§ **Reading text**:
******
A flaw in the popular no-code app builder Adalo (CVE-2026-10706) lets any authenticated user pull the full sign-up data—emails and more—of other people's apps. Over one million apps are affected, and because it is a platform-level flaw, users cannot fix it themselves. With no patch yet, avoid storing sensitive data. We explain the scope, the mechanism, and what to do now.

A flaw in the popular no-code app builder Adalo—which lets people build mobile and web apps without writing code—allows the sign-up data of any app to be pulled out wholesale by a complete stranger. Carnegie Mellon University's coordination center, CERT/CC, disclosed it on July 8, 2026 (VU#849433), and the next day Japan's JVN, run by JPCERT/CC and IPA, issued a domestic advisory as JVNVU#99220646.

The problem is tracked as two identifiers (CVE-2026-10706 and CVE-2026-10708). What makes it serious is that the weakness lives in Adalo's own foundation, so every one of the more than one million apps built on Adalo is affected. Worse, at the time of writing no fix has been released yet. Neither the people who built the apps nor the people using them can stop this through their own settings.

What Adalo actually is

Adalo is a "no-code" service: you build an app by dragging and dropping screen parts instead of writing code. No-code means people with no programming background can assemble apps and web services like snapping building blocks together. It is widely used by anyone who wants to launch a service without hiring an engineer—booking apps for a small shop, internal inventory tools, membership apps for a community, and so on.

Adalo's convenience comes not only from the look of the app but from the fact that it also provides the "database" that stores the email addresses and names of people who sign up. In other words, whoever builds an app is entrusting their users' personal data to Adalo's servers. What went wrong this time is exactly the back-end gateway (the database API) that reads and writes that entrusted data.

Platforms that let you build business tools with little or no code have run into trouble before, such as the low-code platform Appsmith flaw that let attackers hijack its communication gateway. The trade-off for that ease of use—that users cannot easily verify the safety of the foundation themselves—is a challenge common to this whole category of service.

What leaks, and how big is it

According to CERT/CC, the data at risk of being pulled out includes the email addresses, internal record numbers (UUIDs), and any custom fields of users who signed up in an Adalo-built app. Custom fields can hold whatever the app asks members to enter—phone numbers, addresses, dates of birth, and more.

The scale is what stands out. Both the old version (V1) and the new version (V2) of Adalo are affected, and more than one million apps built to date fall within scope. Because this stems from Adalo's platform design rather than one app's misconfiguration, no matter how carefully a builder set things up, this particular issue is not something they can patch themselves. CERT/CC put it bluntly: developers and their end users face "a risk of data exposure that they cannot prevent or remediate."

Two factors make it worse. CERT/CC notes that stored text data is kept in plaintext rather than encrypted, and that there is evidence records once deleted may still be accessible. In other words, even information from users who left long ago may remain reachable.
******
§ **Record excerpts**:
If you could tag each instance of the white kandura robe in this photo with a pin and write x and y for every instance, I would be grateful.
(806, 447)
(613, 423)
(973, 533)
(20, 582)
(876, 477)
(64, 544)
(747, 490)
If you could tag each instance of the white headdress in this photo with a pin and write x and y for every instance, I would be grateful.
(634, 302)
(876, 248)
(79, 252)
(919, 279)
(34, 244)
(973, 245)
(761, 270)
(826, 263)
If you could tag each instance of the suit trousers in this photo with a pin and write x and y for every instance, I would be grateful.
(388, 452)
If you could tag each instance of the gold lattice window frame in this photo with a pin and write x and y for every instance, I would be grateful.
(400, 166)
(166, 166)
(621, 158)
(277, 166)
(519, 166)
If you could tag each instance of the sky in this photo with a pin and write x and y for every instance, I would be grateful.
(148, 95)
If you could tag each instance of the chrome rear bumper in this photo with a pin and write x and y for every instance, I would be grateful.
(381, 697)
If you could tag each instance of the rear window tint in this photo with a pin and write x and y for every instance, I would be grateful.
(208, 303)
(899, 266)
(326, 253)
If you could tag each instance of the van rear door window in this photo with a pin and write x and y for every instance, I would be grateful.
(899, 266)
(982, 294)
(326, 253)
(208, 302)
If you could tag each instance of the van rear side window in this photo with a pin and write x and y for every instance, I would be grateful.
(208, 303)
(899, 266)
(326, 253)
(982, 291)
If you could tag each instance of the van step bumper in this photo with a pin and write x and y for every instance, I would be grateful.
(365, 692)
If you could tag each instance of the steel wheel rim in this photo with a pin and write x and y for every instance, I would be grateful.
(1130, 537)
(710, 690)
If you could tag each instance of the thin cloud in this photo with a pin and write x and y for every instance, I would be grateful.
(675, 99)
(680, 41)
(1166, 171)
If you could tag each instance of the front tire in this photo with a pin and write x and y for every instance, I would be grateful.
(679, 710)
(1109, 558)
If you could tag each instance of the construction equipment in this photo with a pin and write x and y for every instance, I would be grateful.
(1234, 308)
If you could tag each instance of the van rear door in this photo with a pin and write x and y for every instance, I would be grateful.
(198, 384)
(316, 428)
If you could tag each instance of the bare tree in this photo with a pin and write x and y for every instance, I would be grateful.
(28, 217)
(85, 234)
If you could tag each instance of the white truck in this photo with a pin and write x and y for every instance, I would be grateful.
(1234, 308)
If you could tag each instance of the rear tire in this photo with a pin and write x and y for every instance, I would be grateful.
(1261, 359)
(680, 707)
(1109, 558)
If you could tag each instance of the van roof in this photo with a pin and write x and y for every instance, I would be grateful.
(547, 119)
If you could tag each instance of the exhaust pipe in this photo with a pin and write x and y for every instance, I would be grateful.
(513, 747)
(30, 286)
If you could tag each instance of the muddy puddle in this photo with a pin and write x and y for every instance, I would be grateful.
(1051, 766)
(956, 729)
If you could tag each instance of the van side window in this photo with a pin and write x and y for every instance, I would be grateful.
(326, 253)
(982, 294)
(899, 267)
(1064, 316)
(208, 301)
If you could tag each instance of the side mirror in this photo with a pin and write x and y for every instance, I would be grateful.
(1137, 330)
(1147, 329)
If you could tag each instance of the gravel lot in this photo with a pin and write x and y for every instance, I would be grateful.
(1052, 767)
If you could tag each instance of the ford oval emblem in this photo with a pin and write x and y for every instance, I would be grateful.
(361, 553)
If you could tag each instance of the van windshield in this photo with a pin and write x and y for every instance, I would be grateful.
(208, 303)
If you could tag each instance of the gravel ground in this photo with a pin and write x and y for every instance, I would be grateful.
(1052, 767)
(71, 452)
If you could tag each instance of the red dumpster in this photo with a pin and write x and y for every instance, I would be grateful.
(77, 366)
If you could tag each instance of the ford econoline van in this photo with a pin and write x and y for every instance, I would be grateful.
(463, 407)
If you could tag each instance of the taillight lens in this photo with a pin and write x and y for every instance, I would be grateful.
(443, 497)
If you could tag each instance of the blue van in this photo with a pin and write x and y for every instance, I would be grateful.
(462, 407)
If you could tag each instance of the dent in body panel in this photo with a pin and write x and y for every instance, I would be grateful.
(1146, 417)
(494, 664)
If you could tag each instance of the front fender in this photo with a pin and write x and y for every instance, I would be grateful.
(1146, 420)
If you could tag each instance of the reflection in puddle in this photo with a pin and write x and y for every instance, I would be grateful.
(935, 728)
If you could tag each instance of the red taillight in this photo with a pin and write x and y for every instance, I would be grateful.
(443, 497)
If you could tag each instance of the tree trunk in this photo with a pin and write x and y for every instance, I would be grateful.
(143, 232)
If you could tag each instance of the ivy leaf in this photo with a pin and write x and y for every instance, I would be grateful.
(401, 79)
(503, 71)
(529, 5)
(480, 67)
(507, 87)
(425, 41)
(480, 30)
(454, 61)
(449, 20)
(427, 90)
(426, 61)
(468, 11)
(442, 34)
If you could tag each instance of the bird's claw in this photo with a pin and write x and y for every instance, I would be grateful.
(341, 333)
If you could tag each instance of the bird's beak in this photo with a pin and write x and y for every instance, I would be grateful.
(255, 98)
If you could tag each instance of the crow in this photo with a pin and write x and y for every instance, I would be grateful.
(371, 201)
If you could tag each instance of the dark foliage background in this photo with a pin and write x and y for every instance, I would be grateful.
******
§ **Written request 1**:
Reproduce the passage of the Adalo article that starts with "What Adalo actually" and goes on through "community, and so on.".
§ **Written request 2**:
According to the Adalo article, on what date did CERT/CC disclose the flaw?

§ **Problem solution 1**:
What Adalo actually is

Adalo is a "no-code" service: you build an app by dragging and dropping screen parts instead of writing code. No-code means people with no programming background can assemble apps and web services like snapping building blocks together. It is widely used by anyone who wants to launch a service without hiring an engineer—booking apps for a small shop, internal inventory tools, membership apps for a community, and so on.

§ **Problem solution 2**:
July 8, 2026